_What you have to do_
All of the lines below are to be transcribed faithfully, with pictures excluded from the copy.

— begin —

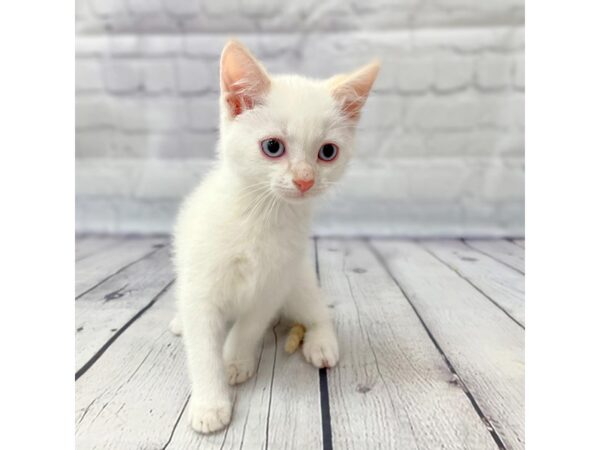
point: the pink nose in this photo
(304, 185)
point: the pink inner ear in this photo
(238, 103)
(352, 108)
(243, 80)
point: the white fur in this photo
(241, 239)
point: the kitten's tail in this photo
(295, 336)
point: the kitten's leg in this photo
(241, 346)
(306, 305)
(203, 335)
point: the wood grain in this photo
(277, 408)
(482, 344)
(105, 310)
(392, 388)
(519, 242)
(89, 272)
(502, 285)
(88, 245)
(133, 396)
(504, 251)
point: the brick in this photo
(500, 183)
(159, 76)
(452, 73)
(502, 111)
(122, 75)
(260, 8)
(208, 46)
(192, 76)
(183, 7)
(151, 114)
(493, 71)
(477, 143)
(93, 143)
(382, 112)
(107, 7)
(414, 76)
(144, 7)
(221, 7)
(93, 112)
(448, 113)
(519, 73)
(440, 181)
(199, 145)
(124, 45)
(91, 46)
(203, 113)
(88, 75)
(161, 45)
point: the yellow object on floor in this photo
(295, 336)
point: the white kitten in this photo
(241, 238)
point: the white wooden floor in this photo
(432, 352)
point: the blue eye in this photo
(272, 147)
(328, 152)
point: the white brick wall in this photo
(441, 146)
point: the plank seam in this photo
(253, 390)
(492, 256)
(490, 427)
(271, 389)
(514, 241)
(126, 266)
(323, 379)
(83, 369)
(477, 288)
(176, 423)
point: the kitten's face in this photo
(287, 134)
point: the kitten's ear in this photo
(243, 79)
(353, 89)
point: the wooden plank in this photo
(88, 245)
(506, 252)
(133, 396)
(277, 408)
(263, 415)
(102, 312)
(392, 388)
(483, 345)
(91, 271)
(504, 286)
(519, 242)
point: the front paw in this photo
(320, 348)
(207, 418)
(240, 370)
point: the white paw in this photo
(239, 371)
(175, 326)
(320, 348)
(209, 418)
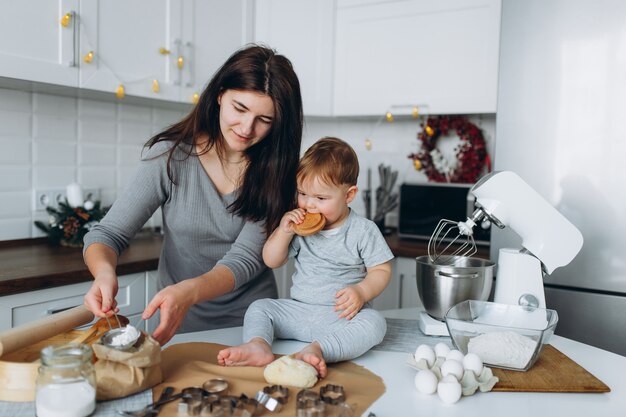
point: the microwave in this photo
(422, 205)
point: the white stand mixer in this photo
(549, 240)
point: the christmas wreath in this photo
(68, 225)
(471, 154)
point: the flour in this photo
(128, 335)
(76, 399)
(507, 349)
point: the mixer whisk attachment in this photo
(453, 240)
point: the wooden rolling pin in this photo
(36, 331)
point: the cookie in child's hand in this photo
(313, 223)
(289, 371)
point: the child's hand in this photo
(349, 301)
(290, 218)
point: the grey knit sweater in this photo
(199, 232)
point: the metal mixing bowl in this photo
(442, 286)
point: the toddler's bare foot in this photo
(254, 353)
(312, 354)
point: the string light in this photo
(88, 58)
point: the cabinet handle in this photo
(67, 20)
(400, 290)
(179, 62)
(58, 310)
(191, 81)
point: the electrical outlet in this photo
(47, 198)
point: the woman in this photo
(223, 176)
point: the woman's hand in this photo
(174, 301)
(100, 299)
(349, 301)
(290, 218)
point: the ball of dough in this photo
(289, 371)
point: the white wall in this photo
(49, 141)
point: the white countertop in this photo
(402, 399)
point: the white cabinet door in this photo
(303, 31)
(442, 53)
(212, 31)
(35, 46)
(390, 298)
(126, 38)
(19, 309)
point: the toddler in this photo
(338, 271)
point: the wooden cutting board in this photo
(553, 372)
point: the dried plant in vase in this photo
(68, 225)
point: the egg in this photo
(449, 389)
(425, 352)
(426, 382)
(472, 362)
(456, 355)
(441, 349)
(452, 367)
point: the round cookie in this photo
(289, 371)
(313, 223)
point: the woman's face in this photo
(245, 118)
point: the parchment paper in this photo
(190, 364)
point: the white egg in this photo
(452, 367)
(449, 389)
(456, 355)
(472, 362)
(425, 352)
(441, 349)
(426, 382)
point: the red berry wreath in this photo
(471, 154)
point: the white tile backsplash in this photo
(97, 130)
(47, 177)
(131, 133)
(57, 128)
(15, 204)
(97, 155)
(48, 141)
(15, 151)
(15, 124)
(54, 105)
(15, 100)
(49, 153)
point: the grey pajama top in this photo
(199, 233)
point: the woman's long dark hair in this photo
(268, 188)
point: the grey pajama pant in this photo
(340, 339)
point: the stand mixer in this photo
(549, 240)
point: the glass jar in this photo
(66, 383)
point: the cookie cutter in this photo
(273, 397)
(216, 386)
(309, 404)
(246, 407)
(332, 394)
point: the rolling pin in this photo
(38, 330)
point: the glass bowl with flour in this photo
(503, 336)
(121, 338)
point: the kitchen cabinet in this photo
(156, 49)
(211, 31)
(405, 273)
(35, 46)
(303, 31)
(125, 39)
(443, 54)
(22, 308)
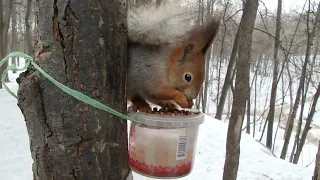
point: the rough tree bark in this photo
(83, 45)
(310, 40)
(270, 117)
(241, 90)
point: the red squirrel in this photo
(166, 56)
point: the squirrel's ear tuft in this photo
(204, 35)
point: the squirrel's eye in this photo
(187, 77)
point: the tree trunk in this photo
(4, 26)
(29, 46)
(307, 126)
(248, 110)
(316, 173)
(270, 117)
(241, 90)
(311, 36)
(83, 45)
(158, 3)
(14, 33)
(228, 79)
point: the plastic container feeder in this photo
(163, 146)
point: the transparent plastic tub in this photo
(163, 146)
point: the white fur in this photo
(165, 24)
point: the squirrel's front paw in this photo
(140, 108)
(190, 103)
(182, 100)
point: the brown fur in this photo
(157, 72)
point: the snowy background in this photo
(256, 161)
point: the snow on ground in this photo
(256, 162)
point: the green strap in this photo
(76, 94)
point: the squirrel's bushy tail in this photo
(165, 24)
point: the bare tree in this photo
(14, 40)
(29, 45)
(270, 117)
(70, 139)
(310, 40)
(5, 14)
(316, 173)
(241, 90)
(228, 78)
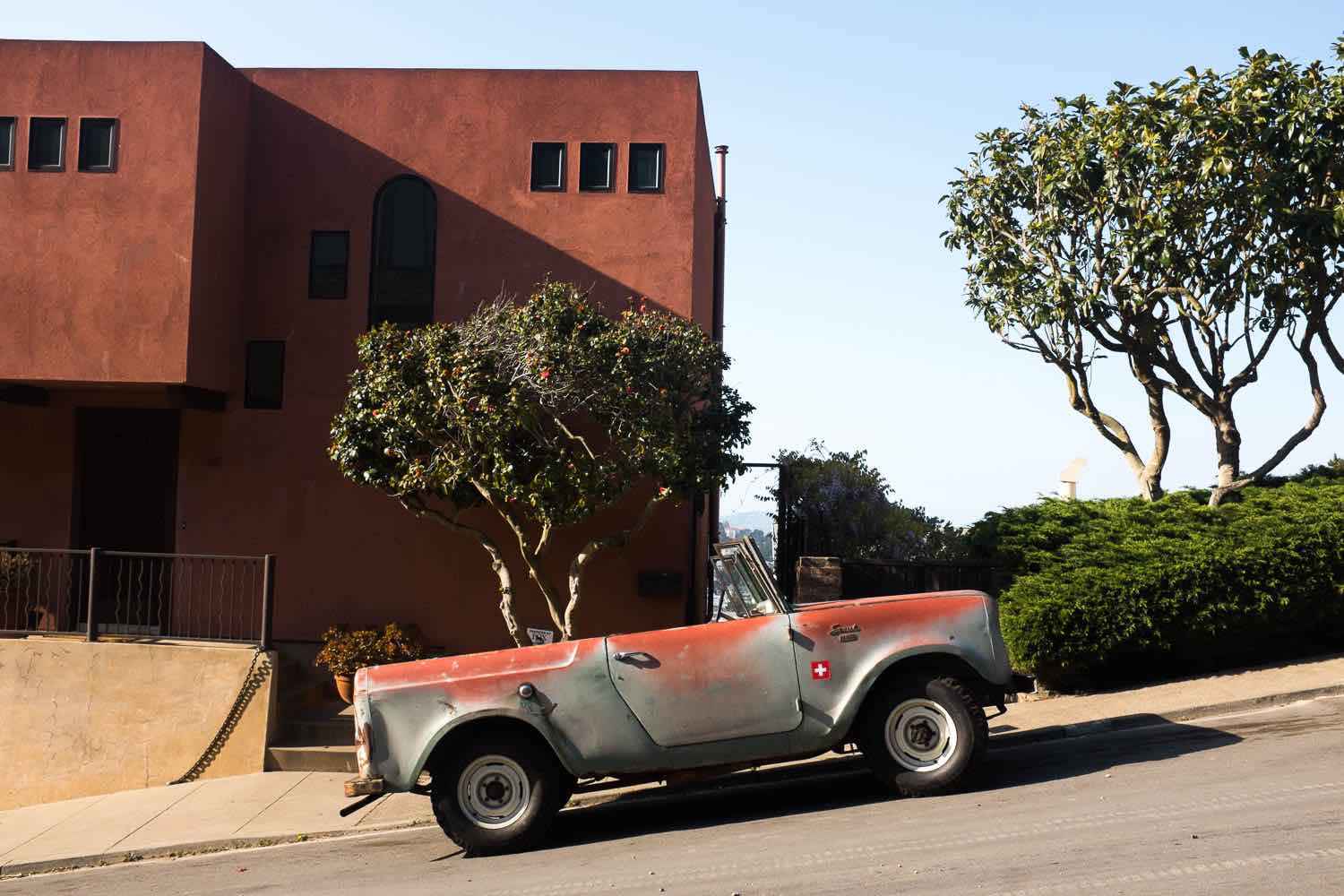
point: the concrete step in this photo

— end —

_Result below_
point: the pink nose in this photo
(304, 185)
point: the pink inner ear in this photo
(238, 103)
(352, 108)
(243, 80)
point: the white fur in this photo
(241, 239)
point: the kitten's tail in this photo
(295, 336)
point: the kitten's leg in this photo
(241, 346)
(306, 305)
(203, 335)
point: the wood grain in this photo
(277, 408)
(482, 344)
(105, 310)
(392, 388)
(519, 242)
(89, 272)
(502, 285)
(88, 245)
(133, 396)
(504, 251)
point: the brick in this photo
(500, 183)
(159, 76)
(452, 73)
(502, 111)
(122, 75)
(260, 8)
(208, 46)
(192, 76)
(183, 7)
(151, 114)
(493, 71)
(477, 143)
(93, 143)
(382, 112)
(107, 7)
(414, 76)
(144, 7)
(221, 7)
(93, 112)
(448, 113)
(519, 73)
(440, 181)
(199, 145)
(124, 45)
(91, 46)
(203, 113)
(88, 75)
(161, 45)
point: the yellow object on floor in this photo
(295, 336)
point: the white kitten in this photo
(241, 238)
point: the white wooden floor in this photo
(432, 352)
point: the blue eye in this photo
(272, 147)
(328, 152)
point: the white brick wall in this photo
(441, 146)
point: the plank seam in this photo
(253, 390)
(492, 256)
(490, 427)
(271, 389)
(514, 241)
(126, 266)
(323, 379)
(83, 369)
(477, 288)
(176, 423)
point: the kitten's face in this photo
(287, 134)
point: the kitten's ear in this photo
(243, 79)
(353, 89)
point: the wooden plank in this photo
(88, 245)
(506, 252)
(133, 396)
(277, 408)
(263, 415)
(102, 312)
(392, 388)
(483, 345)
(91, 271)
(504, 286)
(519, 242)
point: the front paw in this photo
(320, 348)
(207, 418)
(240, 370)
point: the white paw in this photo
(239, 371)
(175, 326)
(320, 348)
(209, 418)
point: the microwave in this photo
(422, 205)
point: the white stand mixer in this photo
(549, 240)
point: the christmas wreath in this photo
(68, 225)
(471, 154)
point: the flour in this photo
(128, 335)
(76, 399)
(507, 349)
point: the mixer whisk attachment in this photo
(453, 240)
point: the wooden rolling pin in this photo
(36, 331)
point: the cookie in child's hand in this photo
(313, 223)
(289, 371)
point: the child's hand in this photo
(349, 301)
(290, 218)
point: the grey knit sweater in this photo
(199, 232)
point: the metal mixing bowl in this photo
(442, 286)
point: the toddler's bare foot in this photo
(254, 353)
(312, 354)
point: the string light in this photo
(88, 58)
point: the cabinet handle in this photo
(67, 20)
(400, 290)
(179, 62)
(58, 310)
(191, 81)
point: the electrical outlet in this photo
(47, 198)
point: the woman in this photo
(223, 176)
point: the woman's hand in this photo
(174, 301)
(100, 299)
(349, 301)
(290, 218)
point: the ball of dough in this photo
(289, 371)
point: the white wall in this photo
(49, 141)
point: the white countertop in this photo
(402, 399)
point: the white cabinet door in this photo
(303, 31)
(442, 53)
(212, 31)
(35, 46)
(390, 298)
(126, 38)
(19, 309)
point: the toddler in this photo
(338, 271)
point: the wooden cutting board in this photo
(553, 372)
point: the dried plant in vase in this photo
(68, 225)
point: the egg in this photo
(449, 389)
(425, 352)
(426, 382)
(472, 362)
(456, 355)
(441, 349)
(452, 367)
point: the round cookie in this photo
(289, 371)
(313, 223)
point: the woman's face in this photo
(245, 118)
point: the parchment paper in this photo
(190, 364)
point: the white egg in this photo
(452, 367)
(449, 389)
(456, 355)
(472, 362)
(425, 352)
(441, 349)
(426, 382)
point: the red berry wreath in this photo
(471, 154)
point: the white tile backsplash in this photo
(97, 130)
(47, 177)
(131, 133)
(57, 128)
(15, 204)
(97, 155)
(48, 141)
(15, 151)
(15, 124)
(54, 105)
(15, 100)
(49, 153)
point: the grey pajama top in this photo
(199, 233)
point: the woman's long dark hair in this photo
(268, 188)
point: the grey pajama pant in this photo
(340, 339)
point: the stand mixer in this photo
(549, 240)
point: the glass jar in this photo
(66, 383)
point: the cookie cutter in this photo
(273, 397)
(216, 386)
(309, 404)
(246, 407)
(332, 394)
point: the rolling pin in this photo
(38, 330)
point: the glass bowl with flour in this photo
(503, 336)
(121, 338)
point: the kitchen cabinet in this photo
(156, 49)
(211, 31)
(405, 273)
(35, 46)
(303, 31)
(125, 39)
(443, 54)
(22, 308)
point: the rough tree bark in this photo
(83, 45)
(310, 40)
(270, 117)
(241, 90)
point: the red squirrel in this photo
(166, 56)
point: the squirrel's ear tuft in this photo
(204, 35)
point: the squirrel's eye in this photo
(187, 77)
point: the tree trunk in this photo
(4, 26)
(29, 46)
(307, 126)
(248, 110)
(316, 173)
(270, 117)
(241, 90)
(311, 36)
(83, 45)
(158, 3)
(14, 33)
(228, 79)
point: the plastic container feeder in this photo
(163, 146)
point: the transparent plastic tub in this photo
(163, 146)
point: the white fur in this photo
(165, 24)
point: the squirrel's front paw in this photo
(140, 108)
(190, 103)
(182, 100)
point: the brown fur in this photo
(157, 72)
point: the snowy background in this photo
(256, 161)
point: the snow on ground in this photo
(256, 162)
point: the green strap in this photo
(76, 94)
point: the squirrel's bushy tail in this photo
(165, 24)
point: the bare tree in this photo
(14, 40)
(29, 45)
(270, 117)
(70, 139)
(310, 40)
(5, 14)
(316, 173)
(241, 90)
(228, 78)
point: the concrete step in this photo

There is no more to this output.